April 09, 2020

Coronavirus Li Wenliang - o que me incomoda nas metáforas de guerra acerca da pandemia



''Não estamos ganhando a guerra contra o vírus'', diz ONU


A primeira tem que ver com a hierarquia: quem está a combater, quem são os soldados e os generais. 
Como bem sabemos, numa guerra, os soldados são quem vai para a frente de batalha dar a vida, muitas vezes mal armados, porque os generais, que são os militares no topo, os que não saem dos ministérios e quartéis, os políticos e os homens das empresas de armas e de dinheiro, em suma, os decisores, muitas vezes desviam o dinheiro do equipamento para interesses próprios e abandonam os soldados à sua sorte.

No fim, aplaudem-nos e chamam-lhes heróis. A alguns até dão medalhas. Depois mandam-nos para casa para as mesmas vidas difíceis que tinham e nunca mais se lembram deles, ficando eles, os decisores, que se resguardaram durante a guerra, com os despojos da guerra e o poder de se resguardarem dos efeitos colaterais das guerras. Alguns, durante a guerra, fazem donativos que parecem grandes, mas são uma ínfima parte do que desviaram dos outros em tempos de paz.

Nesta pandemia, a metáfora de guerra serve para mandarmos os médicos, enfermeiros e outro pessoal que trabalha em hospitais para a guerra, com muitas palmas e títulos de heróis, sem ter que lhes dar condições permanentes de vida aceitáveis para o trabalho que fazem, muitos deles.

Em tempos como estes de pandemia, todos os trabalhadores que são tratados como soldados e são atirados para aquilo que chamam a frente de batalha deviam estar a receber um subsídio de risco.
E também outros cujos contratos de trabalho nunca incluíram risco de vida, como os trabalhadores dos supermercados, cuidadores de lares de idosos, etc., o deviam receber.

Estes trabalhadores hão-de voltar a ter que fazer 20 greves para que lhes subam 1 euro no salário, esquecidos já, os decisores, de como precisaram deles. E os outros hão-de voltar a ter que fazer 20 greves para que lhes permitam contratar um médico ou um enfermeiro em vez de ter apenas tarefeiros.

Dados de apontamento por expressão referencial
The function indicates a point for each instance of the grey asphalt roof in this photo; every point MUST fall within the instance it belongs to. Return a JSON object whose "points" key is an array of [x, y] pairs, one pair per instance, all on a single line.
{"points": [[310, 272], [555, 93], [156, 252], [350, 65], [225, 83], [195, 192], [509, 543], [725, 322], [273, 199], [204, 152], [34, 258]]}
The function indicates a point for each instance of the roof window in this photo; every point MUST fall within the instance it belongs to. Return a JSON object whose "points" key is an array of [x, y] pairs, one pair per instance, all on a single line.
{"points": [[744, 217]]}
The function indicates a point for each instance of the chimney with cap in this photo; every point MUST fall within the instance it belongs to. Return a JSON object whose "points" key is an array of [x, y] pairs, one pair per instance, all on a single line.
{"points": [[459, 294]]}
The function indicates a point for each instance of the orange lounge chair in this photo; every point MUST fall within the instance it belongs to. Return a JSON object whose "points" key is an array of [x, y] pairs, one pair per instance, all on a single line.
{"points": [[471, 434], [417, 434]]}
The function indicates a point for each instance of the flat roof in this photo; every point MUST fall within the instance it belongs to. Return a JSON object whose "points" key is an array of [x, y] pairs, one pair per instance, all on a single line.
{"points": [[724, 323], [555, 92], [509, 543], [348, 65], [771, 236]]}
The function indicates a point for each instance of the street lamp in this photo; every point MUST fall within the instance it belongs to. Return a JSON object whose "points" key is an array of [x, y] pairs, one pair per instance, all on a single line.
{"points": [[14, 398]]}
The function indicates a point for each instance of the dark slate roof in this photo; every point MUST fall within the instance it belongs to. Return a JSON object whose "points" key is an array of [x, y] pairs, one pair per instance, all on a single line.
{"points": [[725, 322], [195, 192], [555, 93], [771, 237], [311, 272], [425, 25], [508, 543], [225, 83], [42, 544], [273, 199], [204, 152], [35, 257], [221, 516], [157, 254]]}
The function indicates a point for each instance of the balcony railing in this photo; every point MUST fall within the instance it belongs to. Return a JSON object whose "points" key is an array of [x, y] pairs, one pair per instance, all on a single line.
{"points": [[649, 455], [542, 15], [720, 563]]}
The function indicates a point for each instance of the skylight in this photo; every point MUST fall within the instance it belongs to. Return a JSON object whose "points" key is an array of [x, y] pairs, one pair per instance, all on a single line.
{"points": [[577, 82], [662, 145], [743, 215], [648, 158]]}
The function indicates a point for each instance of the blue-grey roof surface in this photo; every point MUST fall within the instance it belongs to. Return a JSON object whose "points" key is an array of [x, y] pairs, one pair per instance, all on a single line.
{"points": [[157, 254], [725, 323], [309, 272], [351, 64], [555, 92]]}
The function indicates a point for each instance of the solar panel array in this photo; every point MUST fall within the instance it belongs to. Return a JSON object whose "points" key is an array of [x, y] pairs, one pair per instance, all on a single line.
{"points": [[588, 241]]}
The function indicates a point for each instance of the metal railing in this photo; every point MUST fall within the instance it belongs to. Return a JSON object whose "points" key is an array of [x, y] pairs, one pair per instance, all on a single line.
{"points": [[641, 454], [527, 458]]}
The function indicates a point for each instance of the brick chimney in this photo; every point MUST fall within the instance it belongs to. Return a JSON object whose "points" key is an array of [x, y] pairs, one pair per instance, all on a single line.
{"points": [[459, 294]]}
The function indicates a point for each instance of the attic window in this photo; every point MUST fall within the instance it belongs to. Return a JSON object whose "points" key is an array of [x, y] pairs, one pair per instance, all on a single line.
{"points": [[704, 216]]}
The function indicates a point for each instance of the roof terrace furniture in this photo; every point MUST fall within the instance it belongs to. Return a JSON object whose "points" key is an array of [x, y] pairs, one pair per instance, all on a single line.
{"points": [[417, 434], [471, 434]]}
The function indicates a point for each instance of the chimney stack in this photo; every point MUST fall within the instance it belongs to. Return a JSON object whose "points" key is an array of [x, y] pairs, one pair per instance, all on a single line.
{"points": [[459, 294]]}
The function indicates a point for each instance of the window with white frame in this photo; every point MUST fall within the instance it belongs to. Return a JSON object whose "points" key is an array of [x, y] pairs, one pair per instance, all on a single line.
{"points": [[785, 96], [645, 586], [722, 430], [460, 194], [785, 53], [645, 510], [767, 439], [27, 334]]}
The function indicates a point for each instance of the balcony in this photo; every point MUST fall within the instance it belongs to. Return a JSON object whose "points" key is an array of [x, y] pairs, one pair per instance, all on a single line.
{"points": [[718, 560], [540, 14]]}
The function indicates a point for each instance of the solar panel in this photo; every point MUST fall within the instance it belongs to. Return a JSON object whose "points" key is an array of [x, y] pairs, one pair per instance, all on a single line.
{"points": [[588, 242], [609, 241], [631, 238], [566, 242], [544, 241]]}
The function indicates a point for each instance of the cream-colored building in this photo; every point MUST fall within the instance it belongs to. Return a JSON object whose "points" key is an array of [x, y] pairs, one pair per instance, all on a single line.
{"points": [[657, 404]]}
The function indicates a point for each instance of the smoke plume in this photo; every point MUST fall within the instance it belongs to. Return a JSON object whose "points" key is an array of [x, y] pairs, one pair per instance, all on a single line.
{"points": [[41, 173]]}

● **Problema 1**
No trecho citado acima, reescreva em forma de lista o parágrafo que começa com "No fim, aplaudem-nos", mantendo os fatos principais.
● **Problema 2**
Responda com base no trecho citado acima:
(a) Nesta pandemia, quem a metáfora de guerra serve para mandar para a guerra?
(b) Que subsídio deveriam receber os trabalhadores tratados como soldados?
(c) Quantas greves esses trabalhadores terão de fazer para que lhes subam 1 euro no salário?
● **Problema 3**
Retome o texto sobre as metáforas de guerra na pandemia e continue-o a partir da última frase do trecho citado.

● **Resposta escrita 1**
- No fim, os soldados são aplaudidos e chamados de heróis, e alguns recebem medalhas.
- Depois são mandados para casa, para as mesmas vidas difíceis, e ninguém mais se lembra deles.
- Os decisores, que se resguardaram durante a guerra, ficam com os despojos e com o poder de se proteger dos efeitos colaterais.
- Durante a guerra, alguns decisores fazem donativos que parecem grandes. Esses donativos são uma parte ínfima do que desviaram dos outros em tempos de paz.

● **Resposta escrita 2**
(a) Os médicos, os enfermeiros e o outro pessoal que trabalha em hospitais.
(b) Um subsídio de risco.
(c) 20 greves.

● **Resposta escrita 3**
Em segundo lugar, a retórica da guerra traz consigo toda a linguagem e o comportamento que lhe é associado: veja-se como os líderes dos países, em vez de colaborarem uns com os outros, adoptaram uma linguagem e comportamento de conflito uns para com os outros e como em alguns países se fala de medidas de controlo de população de excepção, de recolher obrigatório, de economia de guerra, etc. e se usa essa retórica para militarizar a sociedade e diminuir e/ou enfraquecer os seus mecanismos democráticos. 

O único campo onde faz sentido usar essas metáforas é aquele em que se movem os investigadores científicos e médicos que estão a tentar perceber as armas e defesas do vírus para o matar.

Agora, os políticos e dirigentes tinham que ser capazes de traduzir essa linguagem bélica para uma linguagem política de cooperação social positiva, intra e inter-nações. 

A sociedade não está a combater numa guerra; quem está a combater são os investigadores, epidemiologistas, etc., os médicos que tratam os doentes e os enfermeiros. Todos os outros estão a apoiar esses com medidas sociais e políticas, não bélicas e o discurso dos líderes políticos devia ser esse: estamos a cooperar uns com os outros para apoiar os que trabalham no terreno, para que possam fazer o seu trabalho, que reverte a nosso favor.

Não será aceitável que no fim da crise se envie essas pessoas para casa com muitas palmas de heróis e umas medalhas de consolação e sem nenhuma mudança naquilo que ficou exposto como uma má organização social e política e uma má gestão dos recursos.